— Text excerpt —
*** Block opens ***

Mechatronics

Throughout this book we analyse forces, motion, stress and deformation with pen, paper and code. Sooner or later every mechanical engineer faces the next question: how do we make something move on command and sense what it is doing? Answering that question requires a working knowledge of electronics, sensors, actuators and embedded programming. The field where mechanical engineering meets electrical engineering and software is called mechatronics, and this part introduces the subset of it that a mechanical engineer needs in order to prototype electromechanical systems.

The scope is deliberately practical. We want to drive DC motors (brushed and brushless), stepper motors and solenoids. We want to read data from load cells, temperature sensors, rotary encoders (magnetic or optical), accelerometers and gyroscopes. We want to power these devices from batteries, design simple circuits using Ohm’s law and voltage dividers, and understand resistance and capacitance well enough to avoid the most common pitfalls. We want to program microcontrollers such as the Arduino and the ESP32, communicate over SPI, I2C and UART on the wire, and over WiFi, ESP-NOW, Bluetooth and Zigbee/Matter through the air. We want to build circuits on breadboards, then make them permanent with crimping tools and a soldering iron.

*** Block closes ***

Natural language region descriptions:
*** Block opens ***

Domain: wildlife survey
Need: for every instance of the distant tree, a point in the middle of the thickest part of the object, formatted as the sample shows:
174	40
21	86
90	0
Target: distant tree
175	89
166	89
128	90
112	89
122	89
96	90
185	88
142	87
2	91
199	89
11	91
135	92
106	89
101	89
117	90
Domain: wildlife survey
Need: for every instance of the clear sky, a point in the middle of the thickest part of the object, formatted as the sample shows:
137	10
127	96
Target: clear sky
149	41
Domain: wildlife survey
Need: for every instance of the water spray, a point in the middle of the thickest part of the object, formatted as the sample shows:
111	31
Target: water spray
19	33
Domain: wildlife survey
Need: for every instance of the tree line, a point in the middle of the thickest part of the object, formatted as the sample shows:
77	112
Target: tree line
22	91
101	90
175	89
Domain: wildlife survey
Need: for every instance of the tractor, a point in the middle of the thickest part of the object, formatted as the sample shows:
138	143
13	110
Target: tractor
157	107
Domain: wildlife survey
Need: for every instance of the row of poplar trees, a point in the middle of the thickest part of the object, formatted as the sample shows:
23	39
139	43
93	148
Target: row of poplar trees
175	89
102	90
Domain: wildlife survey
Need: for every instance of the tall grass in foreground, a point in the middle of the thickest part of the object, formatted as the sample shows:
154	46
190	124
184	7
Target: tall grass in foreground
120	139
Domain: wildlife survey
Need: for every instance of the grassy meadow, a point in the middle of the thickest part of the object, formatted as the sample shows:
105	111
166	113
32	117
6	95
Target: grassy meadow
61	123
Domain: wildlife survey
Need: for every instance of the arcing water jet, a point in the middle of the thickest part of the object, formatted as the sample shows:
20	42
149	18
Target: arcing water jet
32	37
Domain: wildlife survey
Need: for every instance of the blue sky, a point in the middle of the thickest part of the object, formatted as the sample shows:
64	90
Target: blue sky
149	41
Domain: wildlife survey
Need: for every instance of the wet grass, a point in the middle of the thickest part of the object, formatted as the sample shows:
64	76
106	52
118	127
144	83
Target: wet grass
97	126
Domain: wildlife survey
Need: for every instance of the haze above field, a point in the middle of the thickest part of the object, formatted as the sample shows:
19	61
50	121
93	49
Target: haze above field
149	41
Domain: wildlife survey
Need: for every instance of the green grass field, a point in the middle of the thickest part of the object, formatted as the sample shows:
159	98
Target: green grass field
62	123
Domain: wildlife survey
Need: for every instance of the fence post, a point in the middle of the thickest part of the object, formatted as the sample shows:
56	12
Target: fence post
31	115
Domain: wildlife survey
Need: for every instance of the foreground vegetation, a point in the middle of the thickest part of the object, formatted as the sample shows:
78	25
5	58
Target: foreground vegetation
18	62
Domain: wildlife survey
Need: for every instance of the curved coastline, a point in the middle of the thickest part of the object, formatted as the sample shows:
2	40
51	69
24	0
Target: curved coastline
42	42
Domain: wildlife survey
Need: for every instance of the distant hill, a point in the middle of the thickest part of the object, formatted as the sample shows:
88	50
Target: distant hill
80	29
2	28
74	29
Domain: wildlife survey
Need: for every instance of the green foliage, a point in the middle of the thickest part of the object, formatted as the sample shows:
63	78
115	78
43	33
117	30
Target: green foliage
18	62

*** Block closes ***

— Prompt A —
Copy a passage from the mechatronics introduction word for word, beginning at the words "Throughout this book" and stopping after "prototype electromechanical systems.".
— Prompt B —
Answer these questions about the mechatronics introduction:
(i) What is the field called where mechanical engineering meets electrical engineering and software?
(ii) Which two microcontrollers are named as examples?
(iii) With what tools are breadboard circuits made permanent?

— Task answer A —
Throughout this book we analyse forces, motion, stress and deformation with pen, paper and code. Sooner or later every mechanical engineer faces the next question: how do we make something move on command and sense what it is doing? Answering that question requires a working knowledge of electronics, sensors, actuators and embedded programming. The field where mechanical engineering meets electrical engineering and software is called mechatronics, and this part introduces the subset of it that a mechanical engineer needs in order to prototype electromechanical systems.

— Task answer B —
(i) Mechatronics
(ii) The Arduino and the ESP32
(iii) Crimping tools and a soldering iron